### TASK DESCRIPTION
Locate each line in the records below that contains the string "several", and copy those lines out in full.

--- start of RECORDS FOR PROCESSING ---

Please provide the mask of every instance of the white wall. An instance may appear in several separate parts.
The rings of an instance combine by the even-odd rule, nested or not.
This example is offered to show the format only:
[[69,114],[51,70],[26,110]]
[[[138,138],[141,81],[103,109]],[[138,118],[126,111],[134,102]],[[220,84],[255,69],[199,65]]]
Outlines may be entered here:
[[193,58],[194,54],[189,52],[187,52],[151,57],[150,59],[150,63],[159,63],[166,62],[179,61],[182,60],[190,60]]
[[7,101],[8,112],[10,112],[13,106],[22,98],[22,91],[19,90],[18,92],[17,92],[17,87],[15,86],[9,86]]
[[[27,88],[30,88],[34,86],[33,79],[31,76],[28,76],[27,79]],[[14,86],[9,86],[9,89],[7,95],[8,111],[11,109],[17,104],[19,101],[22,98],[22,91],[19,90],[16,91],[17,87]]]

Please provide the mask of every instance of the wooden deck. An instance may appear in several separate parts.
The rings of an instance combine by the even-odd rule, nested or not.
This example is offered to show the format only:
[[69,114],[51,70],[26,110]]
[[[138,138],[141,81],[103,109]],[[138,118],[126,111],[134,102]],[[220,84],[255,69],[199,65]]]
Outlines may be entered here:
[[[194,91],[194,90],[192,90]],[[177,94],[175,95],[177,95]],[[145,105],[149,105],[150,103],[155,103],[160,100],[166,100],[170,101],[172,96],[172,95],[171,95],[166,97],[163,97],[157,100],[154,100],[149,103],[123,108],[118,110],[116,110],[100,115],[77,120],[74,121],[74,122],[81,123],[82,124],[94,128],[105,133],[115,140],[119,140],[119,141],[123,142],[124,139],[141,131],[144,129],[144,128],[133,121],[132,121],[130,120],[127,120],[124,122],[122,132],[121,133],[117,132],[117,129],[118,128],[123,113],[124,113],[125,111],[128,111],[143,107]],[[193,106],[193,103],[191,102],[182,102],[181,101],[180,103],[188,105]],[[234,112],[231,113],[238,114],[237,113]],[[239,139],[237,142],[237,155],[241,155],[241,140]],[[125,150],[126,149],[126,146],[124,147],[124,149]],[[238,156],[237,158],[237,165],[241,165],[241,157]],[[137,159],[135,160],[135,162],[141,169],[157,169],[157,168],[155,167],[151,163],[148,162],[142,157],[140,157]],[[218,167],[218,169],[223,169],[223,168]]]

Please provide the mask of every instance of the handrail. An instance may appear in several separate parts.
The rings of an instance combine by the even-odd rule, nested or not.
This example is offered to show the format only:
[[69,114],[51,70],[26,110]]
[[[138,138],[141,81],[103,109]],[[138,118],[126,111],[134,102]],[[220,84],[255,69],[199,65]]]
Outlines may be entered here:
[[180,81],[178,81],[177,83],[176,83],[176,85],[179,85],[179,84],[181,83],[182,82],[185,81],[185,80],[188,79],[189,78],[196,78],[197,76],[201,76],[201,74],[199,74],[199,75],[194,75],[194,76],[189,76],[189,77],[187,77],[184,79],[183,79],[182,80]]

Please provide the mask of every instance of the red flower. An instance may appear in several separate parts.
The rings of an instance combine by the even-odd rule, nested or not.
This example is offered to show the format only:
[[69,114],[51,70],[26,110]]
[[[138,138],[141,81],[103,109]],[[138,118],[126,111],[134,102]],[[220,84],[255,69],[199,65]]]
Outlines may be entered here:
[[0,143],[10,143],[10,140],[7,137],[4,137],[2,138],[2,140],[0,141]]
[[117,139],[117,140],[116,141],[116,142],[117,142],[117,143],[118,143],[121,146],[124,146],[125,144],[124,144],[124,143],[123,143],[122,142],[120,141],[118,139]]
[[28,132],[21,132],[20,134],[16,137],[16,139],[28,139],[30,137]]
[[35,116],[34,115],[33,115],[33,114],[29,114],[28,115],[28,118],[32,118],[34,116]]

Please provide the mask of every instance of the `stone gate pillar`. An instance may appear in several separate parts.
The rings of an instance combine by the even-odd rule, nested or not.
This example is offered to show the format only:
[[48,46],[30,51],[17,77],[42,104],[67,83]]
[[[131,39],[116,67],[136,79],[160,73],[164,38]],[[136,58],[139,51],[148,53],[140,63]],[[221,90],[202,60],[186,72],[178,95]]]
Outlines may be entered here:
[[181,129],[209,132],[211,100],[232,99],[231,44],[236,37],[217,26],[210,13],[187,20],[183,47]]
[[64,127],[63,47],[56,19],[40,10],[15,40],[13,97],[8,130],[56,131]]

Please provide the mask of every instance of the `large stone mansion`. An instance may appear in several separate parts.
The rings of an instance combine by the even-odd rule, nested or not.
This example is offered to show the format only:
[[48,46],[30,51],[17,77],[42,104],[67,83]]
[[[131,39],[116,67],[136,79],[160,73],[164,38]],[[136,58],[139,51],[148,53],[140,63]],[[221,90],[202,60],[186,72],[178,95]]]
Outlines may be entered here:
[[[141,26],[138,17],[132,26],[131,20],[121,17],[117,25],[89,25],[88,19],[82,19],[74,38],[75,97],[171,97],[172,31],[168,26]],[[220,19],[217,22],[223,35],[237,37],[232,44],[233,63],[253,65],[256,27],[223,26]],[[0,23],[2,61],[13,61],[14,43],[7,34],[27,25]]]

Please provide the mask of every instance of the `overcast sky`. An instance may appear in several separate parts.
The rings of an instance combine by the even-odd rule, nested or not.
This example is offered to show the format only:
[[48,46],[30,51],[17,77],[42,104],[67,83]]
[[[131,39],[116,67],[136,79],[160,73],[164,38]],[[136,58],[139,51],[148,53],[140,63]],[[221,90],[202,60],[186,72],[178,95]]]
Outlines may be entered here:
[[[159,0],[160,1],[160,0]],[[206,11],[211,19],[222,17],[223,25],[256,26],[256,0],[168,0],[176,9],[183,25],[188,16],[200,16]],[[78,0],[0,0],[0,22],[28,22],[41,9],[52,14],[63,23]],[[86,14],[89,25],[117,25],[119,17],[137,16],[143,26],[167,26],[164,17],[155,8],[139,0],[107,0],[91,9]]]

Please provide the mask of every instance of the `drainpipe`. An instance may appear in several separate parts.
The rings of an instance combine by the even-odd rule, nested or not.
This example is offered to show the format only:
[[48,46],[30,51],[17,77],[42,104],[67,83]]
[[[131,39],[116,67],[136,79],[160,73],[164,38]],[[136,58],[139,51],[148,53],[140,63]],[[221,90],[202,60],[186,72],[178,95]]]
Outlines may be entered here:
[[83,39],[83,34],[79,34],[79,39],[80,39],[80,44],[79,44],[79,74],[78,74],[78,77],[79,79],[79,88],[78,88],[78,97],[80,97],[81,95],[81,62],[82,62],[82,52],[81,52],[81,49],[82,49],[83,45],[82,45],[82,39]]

--- end of RECORDS FOR PROCESSING ---

### FINAL RESULT
Please provide the mask of every instance of the white wall. An instance may appear in several separate parts.
Please provide the mask of every instance of the wooden deck. An instance may appear in several separate parts.
Please provide the mask of every instance of the handrail. An instance may appear in several separate parts.
Please provide the mask of every instance of the red flower. An instance may appear in several separate parts.
Please provide the mask of every instance of the `stone gate pillar`. An instance may appear in several separate parts.
Please provide the mask of every instance of the `large stone mansion`. An instance may appear in several separate parts.
Please provide the mask of every instance of the `overcast sky`. An instance may appear in several separate parts.
Please provide the mask of every instance of the `drainpipe`. An instance may appear in several separate parts.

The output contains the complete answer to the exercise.